▶ Task prompt:
In the material below, how many lines include the string "strap"? Answer with the number and nothing else.

▶ Dataset entries:
□ □ □ □ □
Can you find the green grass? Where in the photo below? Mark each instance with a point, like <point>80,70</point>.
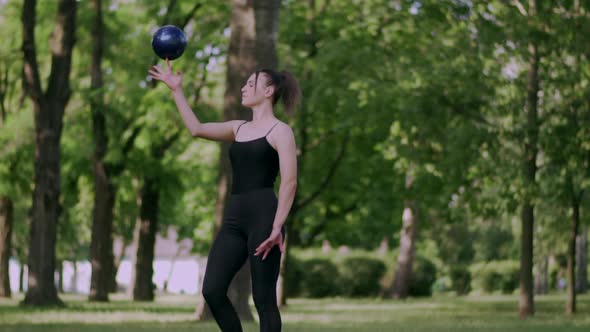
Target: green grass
<point>175,313</point>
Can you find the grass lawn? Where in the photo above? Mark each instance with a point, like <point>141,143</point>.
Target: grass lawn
<point>175,313</point>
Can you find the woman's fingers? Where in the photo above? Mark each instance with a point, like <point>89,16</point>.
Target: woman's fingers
<point>265,254</point>
<point>154,74</point>
<point>158,69</point>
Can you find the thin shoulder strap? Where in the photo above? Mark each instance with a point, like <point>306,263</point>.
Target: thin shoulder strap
□ □ □ □ □
▶ Exercise answer:
2